### WHAT YOU NEED TO DO
Repeat every entry word for word, but leave the images out of your copy.

### RECORD LIST

━━━━━━

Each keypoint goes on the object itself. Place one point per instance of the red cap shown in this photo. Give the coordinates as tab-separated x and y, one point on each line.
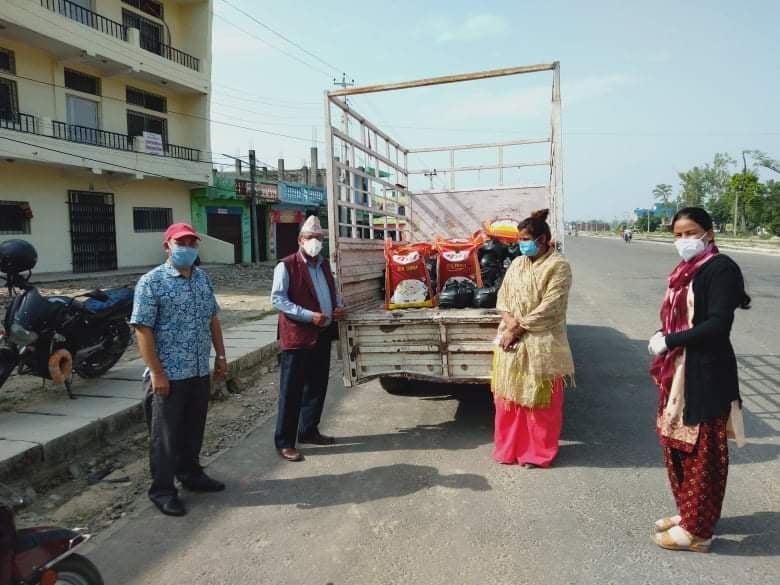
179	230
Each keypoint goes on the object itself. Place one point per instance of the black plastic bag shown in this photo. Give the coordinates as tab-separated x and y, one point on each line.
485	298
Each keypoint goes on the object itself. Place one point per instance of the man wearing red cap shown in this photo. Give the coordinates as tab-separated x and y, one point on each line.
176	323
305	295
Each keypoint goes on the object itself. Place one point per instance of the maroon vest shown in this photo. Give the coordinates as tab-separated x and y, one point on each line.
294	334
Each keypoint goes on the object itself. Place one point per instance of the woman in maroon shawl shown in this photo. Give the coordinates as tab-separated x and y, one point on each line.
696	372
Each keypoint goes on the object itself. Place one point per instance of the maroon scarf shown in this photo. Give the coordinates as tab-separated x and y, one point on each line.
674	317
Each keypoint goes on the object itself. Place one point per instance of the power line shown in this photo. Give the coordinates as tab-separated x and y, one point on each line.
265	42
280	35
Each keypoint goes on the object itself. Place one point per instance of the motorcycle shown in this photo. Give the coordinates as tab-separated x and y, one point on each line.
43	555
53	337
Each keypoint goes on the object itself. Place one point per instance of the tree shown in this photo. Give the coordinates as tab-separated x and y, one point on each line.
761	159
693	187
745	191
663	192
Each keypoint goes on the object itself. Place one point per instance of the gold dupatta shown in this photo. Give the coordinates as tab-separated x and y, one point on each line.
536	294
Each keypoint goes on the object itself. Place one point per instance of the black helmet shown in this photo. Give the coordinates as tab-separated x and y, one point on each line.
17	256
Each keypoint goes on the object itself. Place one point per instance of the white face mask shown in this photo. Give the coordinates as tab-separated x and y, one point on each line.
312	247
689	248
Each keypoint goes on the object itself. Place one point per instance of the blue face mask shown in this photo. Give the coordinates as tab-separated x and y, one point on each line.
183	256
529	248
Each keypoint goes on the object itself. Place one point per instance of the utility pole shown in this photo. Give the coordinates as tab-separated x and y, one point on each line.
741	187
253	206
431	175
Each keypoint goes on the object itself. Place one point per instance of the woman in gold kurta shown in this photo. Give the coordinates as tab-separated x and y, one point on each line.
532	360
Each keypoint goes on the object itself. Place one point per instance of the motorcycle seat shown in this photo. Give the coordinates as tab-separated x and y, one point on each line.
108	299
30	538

━━━━━━

### ANSWER TO THIS PROBLEM
Each keypoint goes on the object itself. Place one point per instance of the red cap shown in this photo. Give the coordinates as tab-separated x and y, one point on each line.
179	230
Each keypoint goes on the object itself. Place one point per instance of the black plastic bag shown in this photo. Give the coordinates as tab-separated x and y, one point on each line.
485	298
Each keypoint goes on the object itself. Place one point per instance of the man wearing red cap shown in this photo. Give the coordinates as tab-separated x and y, one point on each line.
176	323
305	295
Each keypoint goes on the object itself. Place one point per instance of the maroon vest shown in this photo. Give the coordinates as tab-separated x and y, one point on each line.
294	334
Each keypoint goes on the object itself. Place one point per instance of the woman in maroon shawl shown in this photo. Give the coordinates as tab-separated x and y, one point on each line.
696	372
Each keypoint goes on the object itself. Place one point per instance of the maroon scarf shown in this photo. Give the coordinates as tab-separated x and y, one point on each line.
674	317
Each keypoint goes on the object itself. Place one point per instance of the power line shown in this photo. Give the coordinates as tab-separated x and y, one point on each line.
265	42
280	35
Each keypoint goes on the object itself. Place one point per instance of the motorcycle shown in this photo. Give the coordinates as tab-separated x and y, one point on each line.
43	555
53	337
Each keypoint goes on the object itself. Place one point per instance of the tree shown in this photo. Give the coordinates as tab-separated x and y, one point on each line.
761	159
693	187
745	191
663	192
Each keypoint goes on the object itself. Place one point per instance of the gold dupatta shown in this photo. Give the coordinates as tab-separated x and y, one point on each line.
536	294
Each keypoint goes on the object itself. Place one point per instance of the black helmet shown in this photo. Give the coordinates as tab-separated x and y, one point on each line.
17	256
Each keypoint goes on the object itself. Place one point per instance of the white face mask shown in this photo. Give the coordinates as tab-separated x and y, one point on each line.
312	247
689	248
Each keypoint goes on the object itself. Place one point per instance of the blue face mask shown in this photo. Give the coordinates as tab-separated x and y, one point on each line.
183	256
529	248
Each keypoint goes on the object itself. Place one point per instance of the utility pole shown in this photo. Give the coordinates as tab-separated x and y, one point on each line.
741	187
253	206
431	175
Each keypoint goes on the object itself. Place one point per instance of the woman in gold kurta shown in this photo. Give the coordinates as tab-separated x and y, one point on each line.
532	360
Each keypoint goes on the object itself. Place one point per instance of the motorcycle seat shown in this photo. Give the coordinates as tab-separated x and y, one point on each line.
108	299
30	538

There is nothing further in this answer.